§ **TAREFAS PROPOSTAS**:
1) No texto sobre Cléo das 5 às 7, por que a relação de Cléo com a cidade é descrita como de espera e de ansiedade? Responda em até três frases.
2) Responda, com base no texto sobre Cléo das 5 às 7:
(a) Que resultado Cléo aguarda?
(b) Com que visita o filme começa?
(c) Em quais superfícies a fotografia espelha a cidade?
3) Transcreva do texto sobre Cléo das 5 às 7 tudo o que vai de "A fotografia (restaurada)" até "de mão dupla.".

§ **TRECHO SELECIONADO**:
--------

Cléo das 5 às 7 (Cléo de 5 à 7), 1962. De Agnès Varda
As cores estão nas cartas, nos presságios, não na vida na qual há suspensão das certezas. O afoitamento da doença e o enigma do cotidiano.
Cleo passa algumas horas esperando o resultado de um exame e nesse sentido sua relação com a cidade é de espera e de ansiedade. O deslocamento pelo ambiente urbano demonstra a força da vida, mas ao mesmo tempo o alheamento pela multidão aos seus dramas individuais. Passando por cafés, lojas, transporte público e parques Cléo lida com a incerteza com seu fluxo de pensamentos revelando a inconstância e a angústia.
Mas Paris paira soberana, com seus códigos e ritmos. Os elementos da cidade podem ser interpretados pela personagem como oráculos, ordálios cujos sinais sutis antcipam o futuro. O filme começa exatamente nesses termos, com a visita a uma cartomante. Mas diante de prenúncios insatisfatórios, a sua busca de revelações continua. Desse modo, situações casuais são tomadas por Cléo como indícios de algo possivelmente negativo que irá se revelar no fim do dia.
A fotografia (restaurada) é belíssima, espelhando a cidade em várias superfícies: vidraças, espelhos, fontes d’água, automóveis e janelas. Os travellings conduzem o olhar do espectador por Paris na perspectiva da personagem. Andar pela cidade, no entanto, pode ser uma fonte de distração, mas não de amparo. Cada rua é um microcosmos com diferentes personagens aos quais suas histórias de vida não podem ser absorvidas por Cléo. Mas esse anonimato sempre será uma via de mão dupla.

--------

§ **REGISTROS EXIBIDOS**:
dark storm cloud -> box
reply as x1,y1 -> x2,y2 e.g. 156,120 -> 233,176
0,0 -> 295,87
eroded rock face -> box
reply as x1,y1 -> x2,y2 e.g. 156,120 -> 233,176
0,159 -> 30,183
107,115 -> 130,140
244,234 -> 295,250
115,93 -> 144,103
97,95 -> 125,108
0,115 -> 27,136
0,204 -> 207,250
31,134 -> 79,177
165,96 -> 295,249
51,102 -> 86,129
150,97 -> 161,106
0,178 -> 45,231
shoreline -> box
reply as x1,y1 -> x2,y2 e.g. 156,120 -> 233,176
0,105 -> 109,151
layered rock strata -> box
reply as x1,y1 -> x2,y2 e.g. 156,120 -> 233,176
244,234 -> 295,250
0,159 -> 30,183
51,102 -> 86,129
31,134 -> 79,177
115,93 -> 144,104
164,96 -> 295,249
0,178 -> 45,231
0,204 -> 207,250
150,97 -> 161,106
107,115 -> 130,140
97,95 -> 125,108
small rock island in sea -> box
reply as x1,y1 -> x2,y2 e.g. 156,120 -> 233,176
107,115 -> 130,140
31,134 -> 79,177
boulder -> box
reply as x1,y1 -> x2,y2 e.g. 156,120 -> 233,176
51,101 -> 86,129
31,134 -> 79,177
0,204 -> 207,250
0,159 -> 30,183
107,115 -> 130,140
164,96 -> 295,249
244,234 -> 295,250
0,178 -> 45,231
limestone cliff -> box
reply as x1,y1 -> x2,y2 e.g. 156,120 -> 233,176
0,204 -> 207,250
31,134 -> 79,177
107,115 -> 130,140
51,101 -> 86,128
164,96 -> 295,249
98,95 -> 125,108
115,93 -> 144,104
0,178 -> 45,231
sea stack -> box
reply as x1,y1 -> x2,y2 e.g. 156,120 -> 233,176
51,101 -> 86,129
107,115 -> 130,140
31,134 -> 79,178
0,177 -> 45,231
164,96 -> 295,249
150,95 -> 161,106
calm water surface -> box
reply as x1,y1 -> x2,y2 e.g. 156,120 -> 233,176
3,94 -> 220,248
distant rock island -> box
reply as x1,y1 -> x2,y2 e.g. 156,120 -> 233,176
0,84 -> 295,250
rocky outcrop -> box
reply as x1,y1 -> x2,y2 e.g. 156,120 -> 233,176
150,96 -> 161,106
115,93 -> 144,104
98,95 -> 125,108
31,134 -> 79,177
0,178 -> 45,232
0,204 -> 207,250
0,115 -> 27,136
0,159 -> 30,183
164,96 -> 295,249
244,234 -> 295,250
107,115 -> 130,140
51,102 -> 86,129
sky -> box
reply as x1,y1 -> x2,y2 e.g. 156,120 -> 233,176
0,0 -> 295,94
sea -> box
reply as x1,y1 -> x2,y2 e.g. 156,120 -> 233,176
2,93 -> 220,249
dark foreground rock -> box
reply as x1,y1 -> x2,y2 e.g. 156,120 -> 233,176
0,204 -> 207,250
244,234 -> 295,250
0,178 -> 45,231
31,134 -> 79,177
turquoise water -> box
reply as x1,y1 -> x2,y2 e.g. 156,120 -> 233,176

--------

§ **RESPOSTAS ÀS TAREFAS**:
1) Cléo passa algumas horas esperando o resultado de um exame. Por isso, segundo o texto, sua relação com a cidade é de espera e de ansiedade.

2)
(a) O resultado de um exame.
(b) Com a visita a uma cartomante.
(c) Em vidraças, espelhos, fontes d'água, automóveis e janelas.

3)
A fotografia (restaurada) é belíssima, espelhando a cidade em várias superfícies: vidraças, espelhos, fontes d’água, automóveis e janelas. Os travellings conduzem o olhar do espectador por Paris na perspectiva da personagem. Andar pela cidade, no entanto, pode ser uma fonte de distração, mas não de amparo. Cada rua é um microcosmos com diferentes personagens aos quais suas histórias de vida não podem ser absorvidas por Cléo. Mas esse anonimato sempre será uma via de mão dupla.